* BEGIN *

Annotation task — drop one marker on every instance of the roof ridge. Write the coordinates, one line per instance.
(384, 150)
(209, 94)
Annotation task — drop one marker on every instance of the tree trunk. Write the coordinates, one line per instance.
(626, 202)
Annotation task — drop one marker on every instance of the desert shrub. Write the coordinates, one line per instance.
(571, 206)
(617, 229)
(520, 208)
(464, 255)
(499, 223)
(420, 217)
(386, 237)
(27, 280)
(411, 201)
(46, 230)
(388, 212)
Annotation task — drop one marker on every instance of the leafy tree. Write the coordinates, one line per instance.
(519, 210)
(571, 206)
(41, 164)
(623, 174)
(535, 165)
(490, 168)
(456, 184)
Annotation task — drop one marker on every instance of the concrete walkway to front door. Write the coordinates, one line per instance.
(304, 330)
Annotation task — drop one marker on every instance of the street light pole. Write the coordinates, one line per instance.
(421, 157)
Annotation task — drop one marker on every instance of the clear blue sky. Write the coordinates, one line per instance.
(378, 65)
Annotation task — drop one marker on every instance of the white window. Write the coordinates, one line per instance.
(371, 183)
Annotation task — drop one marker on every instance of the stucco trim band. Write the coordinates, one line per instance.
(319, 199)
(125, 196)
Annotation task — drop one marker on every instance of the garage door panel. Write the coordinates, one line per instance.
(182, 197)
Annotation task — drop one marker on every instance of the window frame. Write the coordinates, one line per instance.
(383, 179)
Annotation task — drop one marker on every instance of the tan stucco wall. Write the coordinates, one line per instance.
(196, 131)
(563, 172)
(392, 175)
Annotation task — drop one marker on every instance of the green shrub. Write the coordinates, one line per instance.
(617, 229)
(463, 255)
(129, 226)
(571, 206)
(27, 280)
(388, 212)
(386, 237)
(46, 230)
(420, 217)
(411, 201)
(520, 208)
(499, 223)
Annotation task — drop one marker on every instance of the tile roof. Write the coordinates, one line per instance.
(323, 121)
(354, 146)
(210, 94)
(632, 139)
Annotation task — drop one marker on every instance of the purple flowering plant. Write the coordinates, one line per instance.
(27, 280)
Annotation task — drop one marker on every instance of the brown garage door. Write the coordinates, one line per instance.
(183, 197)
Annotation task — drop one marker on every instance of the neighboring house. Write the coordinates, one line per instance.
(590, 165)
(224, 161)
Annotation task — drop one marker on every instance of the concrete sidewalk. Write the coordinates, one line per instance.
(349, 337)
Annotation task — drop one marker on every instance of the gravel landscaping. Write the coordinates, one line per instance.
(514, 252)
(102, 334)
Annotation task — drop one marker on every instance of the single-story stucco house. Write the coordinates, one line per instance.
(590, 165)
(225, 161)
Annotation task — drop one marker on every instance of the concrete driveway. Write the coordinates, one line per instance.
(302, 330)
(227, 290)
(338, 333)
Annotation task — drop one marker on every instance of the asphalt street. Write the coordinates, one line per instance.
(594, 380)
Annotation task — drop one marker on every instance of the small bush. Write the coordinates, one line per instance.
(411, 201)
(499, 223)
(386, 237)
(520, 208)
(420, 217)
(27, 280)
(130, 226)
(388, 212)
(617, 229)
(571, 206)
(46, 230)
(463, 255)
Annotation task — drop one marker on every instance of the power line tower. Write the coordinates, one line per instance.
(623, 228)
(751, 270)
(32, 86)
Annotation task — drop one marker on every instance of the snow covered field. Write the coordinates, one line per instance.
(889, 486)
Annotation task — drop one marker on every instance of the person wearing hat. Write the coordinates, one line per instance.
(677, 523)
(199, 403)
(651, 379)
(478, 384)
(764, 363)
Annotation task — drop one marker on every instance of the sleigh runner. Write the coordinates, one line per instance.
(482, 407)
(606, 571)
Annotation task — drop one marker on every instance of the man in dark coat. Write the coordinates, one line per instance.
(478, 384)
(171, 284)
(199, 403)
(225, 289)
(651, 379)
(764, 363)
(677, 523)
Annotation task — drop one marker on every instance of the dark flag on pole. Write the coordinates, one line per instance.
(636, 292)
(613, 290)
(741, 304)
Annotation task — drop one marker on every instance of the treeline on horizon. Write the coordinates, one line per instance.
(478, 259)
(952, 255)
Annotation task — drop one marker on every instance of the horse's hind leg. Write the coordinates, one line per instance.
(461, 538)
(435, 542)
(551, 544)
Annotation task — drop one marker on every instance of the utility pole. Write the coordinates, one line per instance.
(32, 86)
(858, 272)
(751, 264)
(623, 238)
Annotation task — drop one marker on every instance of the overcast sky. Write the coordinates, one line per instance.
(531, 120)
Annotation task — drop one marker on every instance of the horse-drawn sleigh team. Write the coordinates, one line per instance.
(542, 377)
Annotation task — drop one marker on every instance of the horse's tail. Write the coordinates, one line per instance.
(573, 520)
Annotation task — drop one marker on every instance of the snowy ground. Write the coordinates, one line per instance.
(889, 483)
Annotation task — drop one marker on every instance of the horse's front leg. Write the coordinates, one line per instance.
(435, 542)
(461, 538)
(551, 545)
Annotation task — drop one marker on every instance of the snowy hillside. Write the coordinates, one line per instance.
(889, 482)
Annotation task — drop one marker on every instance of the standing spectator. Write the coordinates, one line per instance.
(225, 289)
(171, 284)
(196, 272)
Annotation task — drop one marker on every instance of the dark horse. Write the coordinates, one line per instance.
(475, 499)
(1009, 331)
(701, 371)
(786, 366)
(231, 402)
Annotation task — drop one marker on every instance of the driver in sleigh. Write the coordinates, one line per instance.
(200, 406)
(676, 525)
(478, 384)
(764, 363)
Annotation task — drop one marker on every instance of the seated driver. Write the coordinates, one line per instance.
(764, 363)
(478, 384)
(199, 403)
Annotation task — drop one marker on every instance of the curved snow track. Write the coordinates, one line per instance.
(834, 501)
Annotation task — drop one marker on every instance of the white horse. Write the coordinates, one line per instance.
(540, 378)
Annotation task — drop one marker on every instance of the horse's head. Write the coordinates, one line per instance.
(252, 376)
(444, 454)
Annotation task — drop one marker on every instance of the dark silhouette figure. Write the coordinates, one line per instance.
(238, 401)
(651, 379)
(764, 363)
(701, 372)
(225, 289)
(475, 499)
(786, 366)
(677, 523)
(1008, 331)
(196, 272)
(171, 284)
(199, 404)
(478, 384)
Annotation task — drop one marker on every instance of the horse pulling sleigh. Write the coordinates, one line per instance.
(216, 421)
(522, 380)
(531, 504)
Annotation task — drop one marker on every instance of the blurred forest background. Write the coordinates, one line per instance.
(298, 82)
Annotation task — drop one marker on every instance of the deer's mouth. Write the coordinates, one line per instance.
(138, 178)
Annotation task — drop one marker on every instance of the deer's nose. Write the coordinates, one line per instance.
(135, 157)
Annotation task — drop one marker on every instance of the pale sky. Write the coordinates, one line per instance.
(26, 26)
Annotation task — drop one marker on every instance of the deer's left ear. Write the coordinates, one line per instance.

* END *

Please quote every record above exactly as it appears.

- **SOLUTION**
Annotation task — drop one marker on every instance of the roof ridge. Write the coordinates, one line per instance.
(384, 150)
(209, 94)
Annotation task — drop one marker on every instance of the tree trunk. Write the coordinates, one line per instance.
(626, 202)
Annotation task — drop one marker on every instance of the desert shrub. Write the coordinates, one line per instance.
(571, 206)
(617, 229)
(520, 208)
(464, 255)
(499, 223)
(420, 217)
(386, 237)
(27, 280)
(411, 201)
(46, 230)
(388, 212)
Annotation task — drop one marker on every instance of the leafy tree. Write the coordinates, one line per instance.
(519, 210)
(571, 206)
(41, 164)
(623, 174)
(535, 165)
(490, 168)
(456, 184)
Annotation task — drop one marker on every instance of the concrete walkway to front door. Write the coordinates, one line per instance.
(304, 330)
Annotation task — drop one marker on every instance of the street light pole. Write the coordinates, one line per instance.
(421, 157)
Annotation task — drop one marker on every instance of the clear blue sky. Write the coordinates, one line per instance.
(378, 65)
Annotation task — drop one marker on every instance of the white window. Write the coordinates, one line per instance.
(371, 183)
Annotation task — drop one marker on every instance of the stucco trim band. Write the coordinates, one line per instance.
(319, 199)
(125, 196)
Annotation task — drop one marker on every instance of the garage door panel. Write the coordinates, one line per instance.
(182, 197)
Annotation task — drop one marker on every instance of the window frame. Write the coordinates, one line per instance.
(383, 179)
Annotation task — drop one marker on every instance of the tan stucco wall. Write the coordinates, one line per instance.
(196, 131)
(563, 172)
(392, 175)
Annotation task — drop one marker on every instance of the green shrub. Write the coordinates, one line per instance.
(617, 229)
(463, 255)
(129, 226)
(571, 206)
(27, 280)
(388, 212)
(386, 237)
(46, 230)
(420, 217)
(411, 201)
(520, 208)
(499, 223)
Annotation task — drop one marker on every instance of the tile roof. Write the coordinates, one line per instance.
(323, 121)
(354, 146)
(210, 94)
(632, 139)
Annotation task — drop one marker on every instance of the purple flowering plant. Write the coordinates, one line per instance.
(27, 280)
Annotation task — drop one marker on every instance of the brown garage door. Write the coordinates, one line per instance.
(183, 197)
Annotation task — drop one marker on every instance of the neighboring house. Write the coordinates, one line per instance.
(590, 165)
(224, 161)
Annotation task — drop one marker on every instance of the concrete sidewalk. Write the coordinates, one line per instance.
(349, 337)
Annotation task — drop one marker on every instance of the gravel landscaping. Write the coordinates, one line per instance.
(514, 252)
(102, 334)
Annotation task — drop one marker on every instance of the single-story stucco house. Write the coordinates, one line per instance.
(590, 165)
(225, 161)
Annotation task — drop one marker on every instance of the concrete driveway. Write the coordinates, one line per instance.
(302, 330)
(227, 290)
(338, 333)
Annotation task — drop one marker on every instance of the asphalt street. Write the coordinates, one line per instance.
(594, 380)
Annotation task — drop one marker on every instance of the small bush. Write the coordinates, one line per instance.
(411, 201)
(499, 223)
(386, 237)
(520, 208)
(420, 217)
(27, 280)
(130, 226)
(388, 212)
(617, 229)
(571, 206)
(46, 230)
(463, 255)
Annotation task — drop one marker on every instance of the power line tower. Write the coordinates, one line per instance.
(623, 228)
(751, 270)
(32, 86)
Annotation task — drop one marker on every instance of the snow covered field. Write the coordinates, one line per instance.
(889, 486)
Annotation task — drop one marker on every instance of the person wearing hat. Write the coordinates, one line per instance.
(677, 523)
(199, 403)
(651, 379)
(478, 384)
(764, 363)
Annotation task — drop one marker on every instance of the sleigh runner. Write the coordinates, one line per instance.
(482, 407)
(606, 571)
Annotation task — drop one marker on every instance of the man in dark coat. Write the coordinates, one line per instance.
(478, 384)
(171, 284)
(199, 403)
(225, 289)
(651, 379)
(764, 363)
(677, 523)
Annotation task — drop one marker on every instance of the dark flag on pole. Write the coordinates, one line per instance.
(636, 292)
(613, 290)
(741, 304)
Annotation task — drop one marker on every instance of the treeline on horizon. Write the coordinates, one line per instance.
(478, 259)
(952, 255)
Annotation task — drop one marker on every instance of the horse's hind leg. Write the coordinates, one line per instance.
(461, 538)
(435, 542)
(551, 544)
Annotation task — drop one marker on every instance of the utility pole. Write the coordinates, one line per instance.
(32, 86)
(858, 272)
(751, 264)
(623, 238)
Annotation task — drop one marker on every instance of the overcast sky. Write the coordinates, one line per instance.
(531, 120)
Annotation task — drop one marker on every instance of the horse-drawn sleigh team. Write the coordinates, one line per instance.
(542, 377)
Annotation task — drop one marker on every instance of the horse's tail. Write the coordinates, one line per instance.
(573, 520)
Annotation task — drop one marker on every instance of the snowy ground. Write the coordinates, one line per instance.
(889, 483)
Annotation task — drop one marker on every instance of the horse's front leg. Write the coordinates, one line per instance.
(435, 542)
(461, 538)
(551, 545)
Annotation task — drop one marker on every instance of the snowy hillside. Write the coordinates, one line per instance.
(889, 482)
Annotation task — drop one marker on every instance of the standing spectator. Write the coordinates, one line per instance.
(225, 289)
(171, 284)
(196, 272)
Annotation task — drop one marker on every instance of the dark horse. Write the coordinates, one line per instance.
(475, 499)
(1009, 331)
(701, 371)
(786, 366)
(231, 402)
Annotation task — drop one marker on every instance of the driver in sleigh. Write the coordinates, one line per instance.
(200, 406)
(676, 525)
(478, 384)
(764, 363)
Annotation task — drop one marker on every instance of the seated driver. Write the coordinates, one line per instance.
(764, 363)
(478, 384)
(199, 403)
Annotation task — drop one marker on every instance of the curved snow track. Write the coordinates, one line per instance.
(834, 501)
Annotation task — drop one marker on every instance of the white horse. Write the coordinates, one line per instance.
(540, 378)
Annotation task — drop one marker on every instance of the horse's head. Write the coordinates, one line per instance.
(252, 376)
(444, 454)
Annotation task — drop one marker on every instance of the dark silhouette figure. Write the coordinates, one line per instance.
(238, 401)
(651, 379)
(764, 363)
(701, 372)
(225, 289)
(475, 499)
(786, 366)
(677, 523)
(1008, 331)
(196, 272)
(171, 284)
(199, 404)
(478, 384)
Annotation task — drop one marker on every instance of the horse pulling sleigh. Write the coordinates, one line per instance.
(216, 421)
(522, 380)
(531, 504)
Annotation task — drop one marker on every instance of the blurred forest background. Write the coordinates, one line per instance.
(298, 82)
Annotation task — drop one marker on every instance of the deer's mouth. Write the coordinates, one line per instance.
(138, 178)
Annotation task — drop one marker on every instance of the deer's nose. Write the coordinates, one line per instance.
(135, 157)
Annotation task — drop one marker on every instance of the pale sky. Write the coordinates, one line per instance.
(26, 26)
Annotation task — drop one marker on every instance of the deer's left ear. Write the coordinates, one line per instance.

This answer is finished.